TASK MATERIAL Block Start

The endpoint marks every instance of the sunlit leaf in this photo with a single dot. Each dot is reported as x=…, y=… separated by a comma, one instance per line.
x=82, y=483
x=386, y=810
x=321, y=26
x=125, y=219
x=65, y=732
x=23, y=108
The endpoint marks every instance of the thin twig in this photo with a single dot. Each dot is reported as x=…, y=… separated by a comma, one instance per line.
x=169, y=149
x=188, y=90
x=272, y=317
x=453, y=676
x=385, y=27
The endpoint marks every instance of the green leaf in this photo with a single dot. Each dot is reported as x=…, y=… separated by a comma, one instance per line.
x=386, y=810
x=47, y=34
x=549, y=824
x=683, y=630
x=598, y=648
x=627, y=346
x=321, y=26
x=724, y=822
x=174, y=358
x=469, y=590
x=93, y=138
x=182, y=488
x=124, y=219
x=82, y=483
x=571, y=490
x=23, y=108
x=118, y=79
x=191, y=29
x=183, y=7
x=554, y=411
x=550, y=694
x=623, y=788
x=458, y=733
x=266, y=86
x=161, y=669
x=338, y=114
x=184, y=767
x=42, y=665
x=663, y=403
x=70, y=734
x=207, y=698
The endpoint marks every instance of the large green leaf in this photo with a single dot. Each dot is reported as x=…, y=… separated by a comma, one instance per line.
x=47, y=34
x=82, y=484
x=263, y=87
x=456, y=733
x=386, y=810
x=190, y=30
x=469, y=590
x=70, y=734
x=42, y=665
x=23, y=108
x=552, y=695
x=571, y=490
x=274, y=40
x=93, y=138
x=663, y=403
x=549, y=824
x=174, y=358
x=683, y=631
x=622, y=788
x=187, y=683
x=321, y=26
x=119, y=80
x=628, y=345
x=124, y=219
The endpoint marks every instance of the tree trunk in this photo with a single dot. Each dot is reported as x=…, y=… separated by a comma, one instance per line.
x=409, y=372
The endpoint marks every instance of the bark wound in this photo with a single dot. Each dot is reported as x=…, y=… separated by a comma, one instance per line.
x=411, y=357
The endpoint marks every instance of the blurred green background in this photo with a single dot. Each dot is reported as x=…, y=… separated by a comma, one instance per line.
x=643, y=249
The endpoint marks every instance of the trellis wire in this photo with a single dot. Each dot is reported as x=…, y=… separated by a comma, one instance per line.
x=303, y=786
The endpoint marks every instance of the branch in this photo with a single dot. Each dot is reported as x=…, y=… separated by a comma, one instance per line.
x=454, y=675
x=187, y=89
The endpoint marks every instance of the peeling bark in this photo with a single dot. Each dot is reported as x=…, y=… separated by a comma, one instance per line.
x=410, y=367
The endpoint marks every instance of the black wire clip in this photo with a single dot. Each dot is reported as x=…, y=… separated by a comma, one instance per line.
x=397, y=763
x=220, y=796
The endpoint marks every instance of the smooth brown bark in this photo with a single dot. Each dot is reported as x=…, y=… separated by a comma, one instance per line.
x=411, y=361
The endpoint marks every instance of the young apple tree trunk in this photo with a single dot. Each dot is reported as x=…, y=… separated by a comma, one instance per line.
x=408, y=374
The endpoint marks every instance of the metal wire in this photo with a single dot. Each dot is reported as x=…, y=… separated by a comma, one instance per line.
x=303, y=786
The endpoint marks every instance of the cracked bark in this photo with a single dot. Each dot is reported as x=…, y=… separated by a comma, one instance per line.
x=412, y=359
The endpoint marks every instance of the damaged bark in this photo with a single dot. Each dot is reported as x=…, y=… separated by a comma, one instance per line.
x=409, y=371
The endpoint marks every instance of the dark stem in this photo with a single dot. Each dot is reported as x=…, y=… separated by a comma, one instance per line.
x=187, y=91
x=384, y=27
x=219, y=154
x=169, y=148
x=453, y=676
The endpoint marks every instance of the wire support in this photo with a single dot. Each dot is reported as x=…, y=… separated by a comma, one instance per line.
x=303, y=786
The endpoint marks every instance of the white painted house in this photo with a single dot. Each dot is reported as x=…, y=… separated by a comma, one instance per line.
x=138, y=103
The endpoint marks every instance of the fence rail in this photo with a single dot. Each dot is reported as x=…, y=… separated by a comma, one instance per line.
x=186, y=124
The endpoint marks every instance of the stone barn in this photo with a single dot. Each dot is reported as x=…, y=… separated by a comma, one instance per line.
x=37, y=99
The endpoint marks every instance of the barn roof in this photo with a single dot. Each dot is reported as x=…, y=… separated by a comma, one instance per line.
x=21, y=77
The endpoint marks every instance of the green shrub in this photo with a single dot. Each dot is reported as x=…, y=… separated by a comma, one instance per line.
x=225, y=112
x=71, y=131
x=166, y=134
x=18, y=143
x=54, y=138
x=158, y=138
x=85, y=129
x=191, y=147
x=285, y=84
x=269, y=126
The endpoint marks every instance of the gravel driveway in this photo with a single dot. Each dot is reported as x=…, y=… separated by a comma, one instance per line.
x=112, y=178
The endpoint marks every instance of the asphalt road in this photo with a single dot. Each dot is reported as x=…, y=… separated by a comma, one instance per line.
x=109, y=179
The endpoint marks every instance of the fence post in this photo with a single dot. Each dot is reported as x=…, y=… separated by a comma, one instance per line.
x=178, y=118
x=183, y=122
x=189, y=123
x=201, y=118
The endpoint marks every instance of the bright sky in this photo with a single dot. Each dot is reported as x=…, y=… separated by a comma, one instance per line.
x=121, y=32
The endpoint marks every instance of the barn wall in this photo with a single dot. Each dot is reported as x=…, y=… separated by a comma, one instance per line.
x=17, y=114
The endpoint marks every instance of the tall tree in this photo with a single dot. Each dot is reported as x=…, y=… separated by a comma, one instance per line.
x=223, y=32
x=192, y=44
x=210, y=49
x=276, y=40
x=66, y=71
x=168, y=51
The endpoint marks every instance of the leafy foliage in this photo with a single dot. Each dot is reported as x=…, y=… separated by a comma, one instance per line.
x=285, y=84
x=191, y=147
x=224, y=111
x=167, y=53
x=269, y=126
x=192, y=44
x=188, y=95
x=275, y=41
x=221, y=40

TASK MATERIAL Block End

■ WHAT THE EXERCISE ASKS: Output the records above in full, with nothing altered.

■ ANSWER BOX:
The endpoint marks every instance of the sunlit leaf in this photo with a single dot. Each dot is reported as x=…, y=… separated by a comma, one instance per line.
x=82, y=483
x=386, y=810
x=321, y=26
x=125, y=219
x=65, y=732
x=23, y=108
The endpoint marks every instance of the thin twig in this photo with a single dot. Each dot is reported as x=…, y=… separated by a comma, one instance per line.
x=169, y=149
x=188, y=90
x=272, y=317
x=453, y=676
x=385, y=27
The endpoint marks every instance of the green leaf in this photo with a single dot. Each dot is reported as x=…, y=… separated by a comma, one instance per line.
x=386, y=810
x=47, y=34
x=549, y=824
x=683, y=630
x=598, y=648
x=627, y=346
x=321, y=26
x=724, y=822
x=174, y=358
x=469, y=590
x=93, y=138
x=182, y=488
x=124, y=219
x=82, y=483
x=571, y=490
x=23, y=108
x=118, y=79
x=191, y=29
x=183, y=7
x=554, y=411
x=550, y=694
x=623, y=788
x=458, y=733
x=266, y=86
x=161, y=669
x=338, y=114
x=184, y=767
x=42, y=665
x=663, y=403
x=70, y=734
x=207, y=698
The endpoint marks every instance of the large green leaf in this photo with a single dot. Each dot is reported as x=…, y=… separated by a comma, one instance per line.
x=47, y=34
x=82, y=484
x=263, y=87
x=456, y=733
x=386, y=810
x=190, y=30
x=469, y=590
x=70, y=734
x=42, y=665
x=23, y=108
x=552, y=695
x=571, y=490
x=274, y=40
x=93, y=138
x=663, y=403
x=549, y=824
x=174, y=358
x=683, y=631
x=622, y=788
x=187, y=683
x=321, y=26
x=119, y=80
x=628, y=345
x=124, y=219
The endpoint marks every instance of the tree trunk in this photo with a single dot. Each dot is reported as x=…, y=… separated by a comma, one instance per line.
x=409, y=372
The endpoint marks every instance of the bark wound in this photo with a single dot. Each dot is reported as x=…, y=… separated by a comma, one instance per line.
x=411, y=357
The endpoint marks every instance of the blurred green background in this photo with a single dot. Each dot is reported as x=…, y=… separated by a comma, one instance per line.
x=643, y=249
The endpoint marks every instance of the trellis wire in this photo with a single dot. Each dot is reported as x=…, y=… separated by a comma, one instance per line.
x=303, y=786
The endpoint marks every instance of the branch in this photo with a single dot. Each dot is reported as x=…, y=… separated by a comma, one instance per line.
x=454, y=675
x=187, y=89
The endpoint marks every instance of the peeling bark in this photo with a single dot. Each dot is reported as x=…, y=… separated by a comma, one instance per line.
x=410, y=367
The endpoint marks every instance of the black wire clip in this photo with a single dot. Each dot is reported as x=…, y=… separated by a comma, one instance per line.
x=397, y=763
x=220, y=796
The endpoint marks every instance of the smooth brown bark in this photo with a single dot. Each dot is reported as x=…, y=… separated by a comma, one instance per line.
x=411, y=361
The endpoint marks every instance of the young apple tree trunk in this photo with a single dot. Each dot is reported as x=…, y=… separated by a comma, one instance per line.
x=408, y=374
The endpoint marks every instance of the metal wire in this photo with a single dot. Each dot is reported as x=…, y=… separated by a comma, one instance per line.
x=303, y=786
The endpoint marks every instance of the cracked bark in this photo with a single dot. Each dot is reported as x=…, y=… separated by a comma, one instance per line.
x=412, y=359
The endpoint marks every instance of the damaged bark in this photo with a single dot. Each dot is reported as x=…, y=… separated by a comma, one instance per line.
x=409, y=371
The endpoint marks every instance of the dark stem in this photo with a single dot. Each dot is reported as x=…, y=… separated by a comma, one instance per line.
x=187, y=91
x=384, y=27
x=219, y=154
x=169, y=148
x=453, y=676
The endpoint marks every instance of the wire support in this photo with a single dot. Each dot is reported as x=…, y=… separated by a comma, one instance per line.
x=303, y=786
The endpoint marks every instance of the white painted house in this photo with a single dot. Each dot is reported as x=…, y=… separated by a comma, one instance per line.
x=138, y=103
The endpoint marks every instance of the fence rail in this photo with a single dot. Each dot is reported as x=…, y=… separated by a comma, one instance per line.
x=186, y=124
The endpoint marks every instance of the stone barn in this photo with a single dot. Each dot is reported as x=…, y=… separated by a comma, one instance per line.
x=37, y=99
The endpoint marks every instance of the barn roof in this photo with a single dot. Each dot is reported as x=…, y=… separated by a comma, one instance per line.
x=21, y=77
The endpoint marks every instance of the green shrub in this photo with a single dot. Each dot is reported as x=…, y=… separated by a comma, one instance per line.
x=225, y=112
x=71, y=131
x=166, y=134
x=18, y=143
x=54, y=138
x=158, y=138
x=85, y=129
x=191, y=147
x=285, y=84
x=269, y=126
The endpoint marks every instance of the gravel driveway in this photo with a single dot. Each dot is reported as x=…, y=… separated by a comma, one instance per line.
x=112, y=178
The endpoint marks every instance of the asphalt road in this photo with a single dot. Each dot is reported as x=…, y=… separated by a comma, one instance per line.
x=109, y=179
The endpoint marks every instance of the fence post in this photo with a single dot. Each dot is reported as x=…, y=… separated by a comma, one instance per line.
x=178, y=118
x=183, y=122
x=189, y=123
x=201, y=118
The endpoint marks every instance of the bright sky in this photo with a single dot. Each dot is reported as x=…, y=… separated by a comma, one instance per line.
x=121, y=32
The endpoint marks every instance of the barn wall in this photo with a single dot. Each dot is reported as x=…, y=… separated by a comma, one instance per line.
x=17, y=114
The endpoint marks every instance of the tall tree in this photo with a single dot. Each dot is reported as x=…, y=… separated by a comma, one instance per line.
x=223, y=32
x=192, y=44
x=210, y=49
x=276, y=40
x=66, y=71
x=168, y=51
The endpoint marks every instance of the leafy foliage in this photo with a single dot. Each dot is reported as x=…, y=… separated by a comma, one instance per line.
x=285, y=84
x=191, y=147
x=224, y=111
x=167, y=53
x=269, y=126
x=192, y=44
x=188, y=95
x=275, y=41
x=221, y=40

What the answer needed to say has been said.